-------- TEXT SECTION --------

A recent article declares, “We think of psychopaths as killers, alien, outside society. But, says the scientist who has spent his life studying them, you could have one for a colleague, a friend – or a spouse.”
Consider the serial killer Dennis Lynn Rader, known as the BTK murderer. “BTK” stands for “Bind, Torture, Kill.” He never raised any suspicions among his friends or family that he had a malevolent nature that involved kidnapping and murder. He’s still alive, a prisoner for life at El Dorado Correctional Facility in Kansas.
Rader’s wife, who had been married to him for more than 30 years, had no knowledge of his crimes. He was a Cub Scout leader, and his son became an Eagle Scout. He led a normal and productive life, yet he harbored a dark side that did not affect his public persona. The people at the church where Rader attended were “stunned, confused, and bewildered” when they heard what the man they thought they knew did when left alone with his inner demons of his own making.
Given materialist assumptions about the origin of the cosmos and the evolutionary development of humans, “some people are going to get hurt, and other people are going to get lucky; and you won’t find any rhyme or reason to it, nor any justice. The universe we observe has precisely the properties we should expect if there is at the bottom, no design, no purpose, no evil and no good. Nothing but blind pitiless indifference. DNA neither knows nor cares. DNA just is, and we dance to its music.”
Rader and other so-called psychopaths are dancing to the music of their DNA. How can they possibly be “blamed” for anything they do? The article asks, “But is psychopathy a disorder – or a different way of being?” That’s the question.

--------

§ **ASSIGNED TASK A**:
In the passage on psychopaths, where is Dennis Lynn Rader serving his life sentence?
§ **ASSIGNED TASK B**:
From the passage on psychopaths, copy out everything from "Rader’s wife, who" down to "his own making.".

-------- GIVEN RECORDS --------

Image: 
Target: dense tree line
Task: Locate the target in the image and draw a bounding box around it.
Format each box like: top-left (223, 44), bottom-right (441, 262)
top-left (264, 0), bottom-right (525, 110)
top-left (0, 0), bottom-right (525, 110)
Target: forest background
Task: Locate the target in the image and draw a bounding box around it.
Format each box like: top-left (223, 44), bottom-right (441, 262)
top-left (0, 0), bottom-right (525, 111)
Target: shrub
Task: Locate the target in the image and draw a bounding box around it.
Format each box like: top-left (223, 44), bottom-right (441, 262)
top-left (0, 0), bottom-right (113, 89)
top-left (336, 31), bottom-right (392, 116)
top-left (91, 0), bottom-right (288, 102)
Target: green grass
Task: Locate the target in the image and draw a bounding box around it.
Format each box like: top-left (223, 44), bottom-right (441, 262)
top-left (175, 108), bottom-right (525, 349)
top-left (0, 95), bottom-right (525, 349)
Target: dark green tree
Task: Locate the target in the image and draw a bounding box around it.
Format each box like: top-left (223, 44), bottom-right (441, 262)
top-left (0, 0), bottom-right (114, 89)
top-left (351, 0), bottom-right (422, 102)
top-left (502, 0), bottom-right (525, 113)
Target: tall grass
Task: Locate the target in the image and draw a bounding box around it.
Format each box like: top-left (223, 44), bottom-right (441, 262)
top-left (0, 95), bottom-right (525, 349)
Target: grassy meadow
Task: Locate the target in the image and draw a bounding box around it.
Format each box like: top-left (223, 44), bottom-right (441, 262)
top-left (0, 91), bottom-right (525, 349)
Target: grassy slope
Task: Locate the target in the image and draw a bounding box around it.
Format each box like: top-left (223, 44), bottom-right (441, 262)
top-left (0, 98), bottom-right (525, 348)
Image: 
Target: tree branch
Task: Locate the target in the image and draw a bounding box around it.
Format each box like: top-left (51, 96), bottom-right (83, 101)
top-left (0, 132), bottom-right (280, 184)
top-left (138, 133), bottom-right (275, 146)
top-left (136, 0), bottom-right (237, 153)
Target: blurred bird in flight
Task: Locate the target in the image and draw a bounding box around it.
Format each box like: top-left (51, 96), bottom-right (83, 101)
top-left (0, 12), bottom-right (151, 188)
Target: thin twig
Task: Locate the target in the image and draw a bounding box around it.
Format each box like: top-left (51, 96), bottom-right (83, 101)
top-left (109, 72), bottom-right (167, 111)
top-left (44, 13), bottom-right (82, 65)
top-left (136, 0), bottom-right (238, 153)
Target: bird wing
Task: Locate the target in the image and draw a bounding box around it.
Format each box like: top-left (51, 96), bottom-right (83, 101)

--------

§ **RESPONSE A**:
At El Dorado Correctional Facility in Kansas.

§ **RESPONSE B**:
Rader’s wife, who had been married to him for more than 30 years, had no knowledge of his crimes. He was a Cub Scout leader, and his son became an Eagle Scout. He led a normal and productive life, yet he harbored a dark side that did not affect his public persona. The people at the church where Rader attended were “stunned, confused, and bewildered” when they heard what the man they thought they knew did when left alone with his inner demons of his own making.